START Exercise inputs
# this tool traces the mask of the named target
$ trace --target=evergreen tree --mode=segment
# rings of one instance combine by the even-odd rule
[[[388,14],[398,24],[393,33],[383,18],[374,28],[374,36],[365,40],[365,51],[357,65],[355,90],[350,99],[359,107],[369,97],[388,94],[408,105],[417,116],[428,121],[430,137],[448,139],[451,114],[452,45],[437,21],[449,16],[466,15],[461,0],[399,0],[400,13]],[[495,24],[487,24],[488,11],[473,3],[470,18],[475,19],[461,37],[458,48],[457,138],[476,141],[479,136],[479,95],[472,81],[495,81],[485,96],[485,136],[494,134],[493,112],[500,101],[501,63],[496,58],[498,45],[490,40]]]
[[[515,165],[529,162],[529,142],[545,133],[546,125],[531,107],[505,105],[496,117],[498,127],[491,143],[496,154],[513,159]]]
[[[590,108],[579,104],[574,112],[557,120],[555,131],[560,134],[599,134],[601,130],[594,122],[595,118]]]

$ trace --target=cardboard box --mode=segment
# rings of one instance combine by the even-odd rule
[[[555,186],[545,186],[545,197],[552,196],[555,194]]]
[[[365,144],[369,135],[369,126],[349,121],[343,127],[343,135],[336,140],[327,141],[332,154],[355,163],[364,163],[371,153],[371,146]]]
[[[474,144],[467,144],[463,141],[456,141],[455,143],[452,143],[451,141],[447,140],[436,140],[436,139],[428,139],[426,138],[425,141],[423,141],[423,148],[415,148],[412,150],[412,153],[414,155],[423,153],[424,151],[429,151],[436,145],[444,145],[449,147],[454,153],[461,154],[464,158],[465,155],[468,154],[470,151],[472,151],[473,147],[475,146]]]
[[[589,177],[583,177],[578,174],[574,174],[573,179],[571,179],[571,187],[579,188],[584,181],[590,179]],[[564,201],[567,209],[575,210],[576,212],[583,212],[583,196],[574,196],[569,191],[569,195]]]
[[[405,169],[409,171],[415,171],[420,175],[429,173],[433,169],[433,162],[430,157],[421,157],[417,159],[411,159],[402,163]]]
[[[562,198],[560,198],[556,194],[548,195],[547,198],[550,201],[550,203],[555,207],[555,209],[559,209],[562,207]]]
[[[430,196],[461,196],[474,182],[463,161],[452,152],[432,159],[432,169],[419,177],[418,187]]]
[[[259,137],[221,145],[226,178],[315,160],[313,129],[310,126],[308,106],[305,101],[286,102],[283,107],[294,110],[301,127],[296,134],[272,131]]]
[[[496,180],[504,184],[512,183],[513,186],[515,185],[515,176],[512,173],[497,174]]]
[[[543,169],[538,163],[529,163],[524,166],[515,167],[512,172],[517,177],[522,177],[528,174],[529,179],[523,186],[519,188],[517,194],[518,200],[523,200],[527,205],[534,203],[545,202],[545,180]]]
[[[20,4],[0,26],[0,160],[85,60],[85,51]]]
END Exercise inputs
Lines from the beginning of the data above through the line containing "--target=cardboard box --mode=segment" are to be returned exactly, and no others.

#### Solution for this task:
# this tool traces the mask of the named target
$ trace --target=evergreen tree --mode=segment
# rings of one instance combine by the even-odd rule
[[[388,14],[398,24],[393,33],[383,18],[374,28],[374,36],[365,40],[365,51],[357,65],[355,90],[350,99],[359,107],[369,97],[388,94],[408,105],[417,116],[428,121],[430,137],[448,139],[451,114],[452,45],[437,21],[449,16],[466,15],[461,0],[399,0],[400,13]],[[495,24],[487,24],[488,11],[473,3],[470,18],[475,19],[461,37],[458,48],[457,138],[476,141],[479,136],[479,95],[472,81],[495,81],[485,96],[485,136],[494,134],[493,112],[500,101],[501,63],[496,58],[498,45],[490,40]]]
[[[515,165],[529,162],[529,142],[545,133],[546,125],[531,107],[505,105],[496,117],[498,127],[491,143],[496,154],[513,159]]]
[[[590,108],[579,104],[574,112],[557,120],[555,131],[560,134],[599,134],[601,130],[594,122],[595,118]]]

$ trace --target=cardboard box --mode=segment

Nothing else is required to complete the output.